_TASK INSTRUCTIONS_: Please copy out every one of the records below word for word, line by line, with nothing changed or left out.

_DATASET RECORDS_:

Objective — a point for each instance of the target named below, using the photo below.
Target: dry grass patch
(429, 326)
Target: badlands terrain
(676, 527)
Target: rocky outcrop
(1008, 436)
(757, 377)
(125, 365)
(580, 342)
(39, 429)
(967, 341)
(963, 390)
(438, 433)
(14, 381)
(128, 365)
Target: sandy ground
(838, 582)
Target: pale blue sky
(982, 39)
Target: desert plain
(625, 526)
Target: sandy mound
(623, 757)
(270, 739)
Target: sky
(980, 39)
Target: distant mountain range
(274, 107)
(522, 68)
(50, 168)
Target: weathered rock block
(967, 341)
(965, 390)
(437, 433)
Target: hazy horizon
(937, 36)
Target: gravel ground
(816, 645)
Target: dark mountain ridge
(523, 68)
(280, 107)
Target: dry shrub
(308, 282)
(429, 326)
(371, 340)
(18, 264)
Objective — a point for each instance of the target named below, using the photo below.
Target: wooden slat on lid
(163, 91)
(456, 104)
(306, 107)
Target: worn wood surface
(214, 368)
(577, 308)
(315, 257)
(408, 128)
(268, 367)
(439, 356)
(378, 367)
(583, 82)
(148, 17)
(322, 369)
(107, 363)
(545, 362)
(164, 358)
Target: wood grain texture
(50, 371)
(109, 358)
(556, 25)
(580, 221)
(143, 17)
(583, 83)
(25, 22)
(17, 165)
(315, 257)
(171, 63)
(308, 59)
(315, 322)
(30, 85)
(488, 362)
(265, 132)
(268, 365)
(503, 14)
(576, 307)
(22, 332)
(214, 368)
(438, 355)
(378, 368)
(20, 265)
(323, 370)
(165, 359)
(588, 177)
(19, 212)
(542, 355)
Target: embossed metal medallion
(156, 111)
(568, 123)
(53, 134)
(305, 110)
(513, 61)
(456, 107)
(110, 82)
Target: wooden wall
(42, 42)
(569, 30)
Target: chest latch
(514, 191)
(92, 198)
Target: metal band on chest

_RESULT OF THIS TASK_:
Objective — a point for each instance of the target named below, using the photo below.
Target: dry grass patch
(429, 326)
Target: badlands terrain
(676, 527)
Target: rocky outcrop
(1008, 436)
(757, 377)
(125, 365)
(580, 342)
(39, 429)
(967, 341)
(963, 390)
(438, 433)
(14, 381)
(128, 365)
Target: sandy ground
(838, 582)
Target: pale blue sky
(982, 39)
Target: desert plain
(625, 526)
Target: sandy mound
(623, 757)
(270, 739)
Target: sky
(980, 39)
Target: distant mountain range
(274, 107)
(522, 68)
(50, 168)
Target: weathered rock block
(967, 341)
(965, 390)
(437, 433)
Target: hazy horizon
(937, 36)
Target: gravel ground
(816, 645)
Target: dark mountain ridge
(523, 68)
(280, 107)
Target: dry shrub
(308, 282)
(429, 326)
(371, 340)
(18, 264)
Objective — a point for each instance of the target named below, using the photo below.
Target: wooden slat on lid
(163, 91)
(456, 104)
(306, 107)
Target: worn wood surface
(214, 368)
(577, 308)
(315, 257)
(408, 128)
(268, 367)
(439, 356)
(378, 367)
(583, 82)
(148, 17)
(322, 369)
(107, 363)
(545, 362)
(164, 358)
Target: wood grain texture
(50, 371)
(109, 358)
(556, 25)
(580, 221)
(143, 17)
(583, 83)
(25, 22)
(17, 165)
(315, 257)
(171, 63)
(308, 59)
(315, 322)
(30, 85)
(488, 362)
(265, 132)
(268, 365)
(503, 14)
(576, 307)
(22, 332)
(214, 368)
(438, 355)
(378, 368)
(20, 265)
(323, 370)
(165, 359)
(588, 177)
(19, 212)
(542, 355)
Target: embossed metal medallion
(156, 111)
(568, 123)
(53, 134)
(305, 110)
(513, 61)
(456, 107)
(110, 82)
Target: wooden wall
(42, 42)
(569, 30)
Target: chest latch
(514, 191)
(92, 198)
Target: metal band on chest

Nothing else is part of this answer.